Provided passage:
● ● ● ●
This work tackles the second cause. It is not uncommon for researchers to struggle with switching back and forth between e.g. Endnote and Word, to add notes. These approaches tend to be highly manual and error prone, even if conducted through state-of-the-art reference managers. In the end, keeping track of readings represents a considerable burden for students. We then refine the research question as follows:

How can we bridge reading tools and RCA tools to ensure the presence of both RCA concerns when reading, and of reading evidences when conducting RCA?

2.2 Meta-Requirements

Meta-requirements are generalised requirements for solving a general problem, in this case, bridging between reading tools and RCA tools (generally, regardless of which reading and RCA tools we’re talking about). This section draws six meta-requirements for this bridging. For our purposes, “tool bridging” is not limited to piping data among the platforms but also includes extending participant platforms to collect/access this data.

  • MR1: Provide support for setting reading purposes based on RCA issues

For our aims, a “reading purpose” (hereafter, just “purpose”) is an issue that has arisen during RCA (or other research concern, as described above) that needs to be tracked down during reading. This includes: finding evidence of the problem’s consequences, ascertaining the causes (used to identify potential ways to solve the problem), looking into someone else’s work to avoid re-inventing the wheel, and better assessing the distinctive contributions of the DSR project at hand. However, not all issues arising during RCA become a “purpose”. RCA is a moving target. RCA is a gradual endeavour that builds up as better problem comprehension develops. RCA issues come up, disappear and receive different attention as the research progresses. Hence, not all issues should be addressed right away. Prioritisation is needed so that the most important problems are addressed first. Those issues that are not going to be the subject of the current investigation are left outside the reading radar and postponed to a later occasion. Researchers should be able to tick off which RCA issues become the current “purposes”.

  • MR2: Provide support for annotating literature resources as relevant to RCA issues (“the purpose pipe”)

The previous paragraph defines what a “purpose” is. Now, we tackle “resource” and “annotation”. First, resources. The main resources are papers coming from the traditional research literature, particularly those available through reference managers. In addition, interesting insights might also be gained through the so-called “grey literature”: blogs, product reviews, stakeholder comments, or Q&A forums might also sustain RCA. Most software practitioners do not publish in academic forums, which means that their voice is limited. Hence, the notion of “resource” refers not only to traditional papers but also extends to other Web resources.
● ● ● ●
Task instructions:
1: According to the text on bridging reading tools and RCA tools, what kinds of "grey literature" might also support RCA?
2: Rewrite the lines of the records as a numbered list, skipping blank lines, and omit the pictures from your answer.
The text and the records below it come from separate, unrelated sources.

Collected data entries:
● ● ● ●
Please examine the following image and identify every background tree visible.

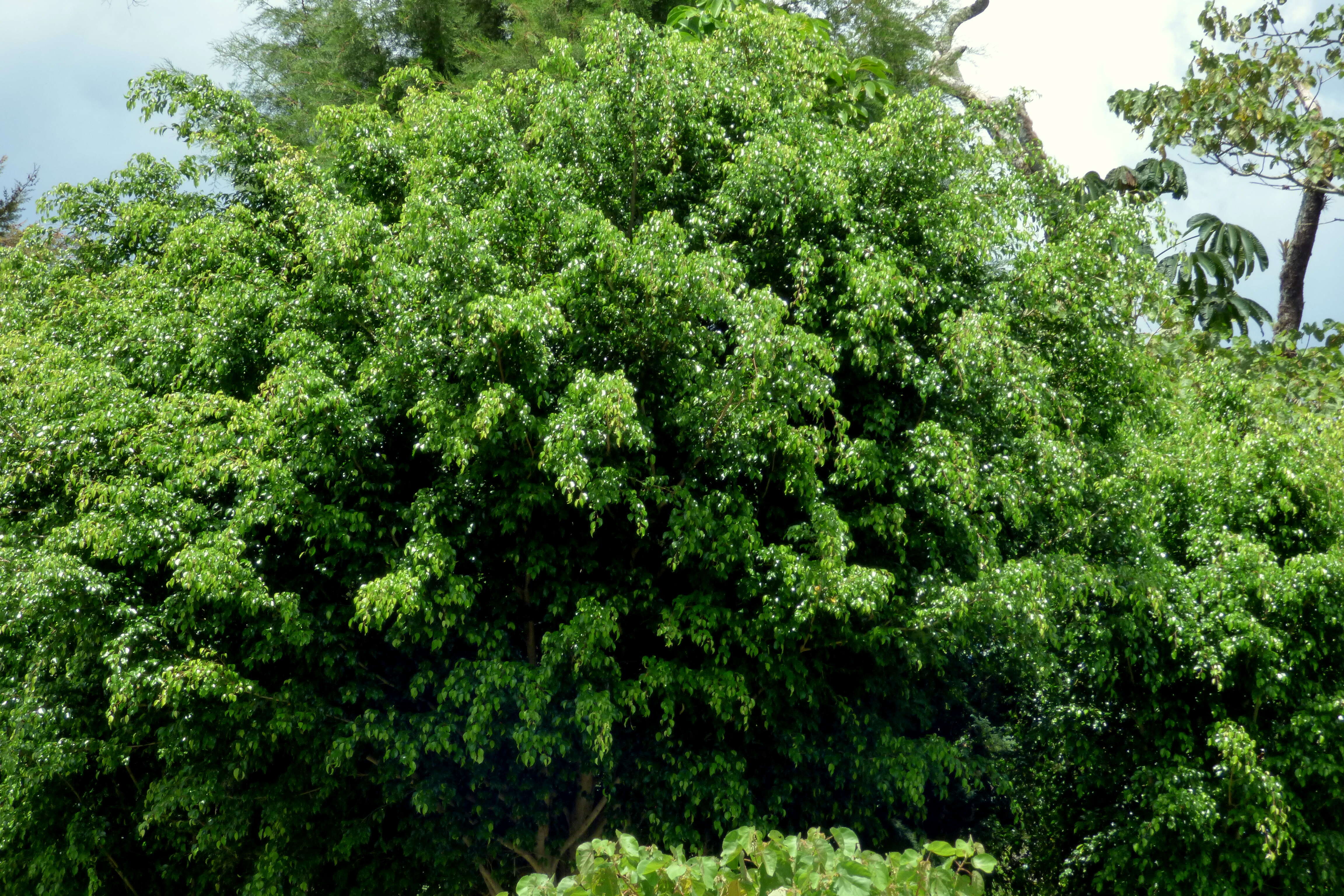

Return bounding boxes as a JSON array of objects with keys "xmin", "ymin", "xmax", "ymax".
[
  {"xmin": 0, "ymin": 156, "xmax": 38, "ymax": 246},
  {"xmin": 216, "ymin": 0, "xmax": 648, "ymax": 142},
  {"xmin": 1110, "ymin": 0, "xmax": 1344, "ymax": 332}
]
● ● ● ●
Task answers:
1: Blogs, product reviews, stakeholder comments, and Q&A forums.

2:
1. Please examine the following image and identify every background tree visible.
2. Return bounding boxes as a JSON array of objects with keys "xmin", "ymin", "xmax", "ymax".
3. [
4.   {"xmin": 0, "ymin": 156, "xmax": 38, "ymax": 246},
5.   {"xmin": 216, "ymin": 0, "xmax": 648, "ymax": 142},
6.   {"xmin": 1110, "ymin": 0, "xmax": 1344, "ymax": 332}
7. ]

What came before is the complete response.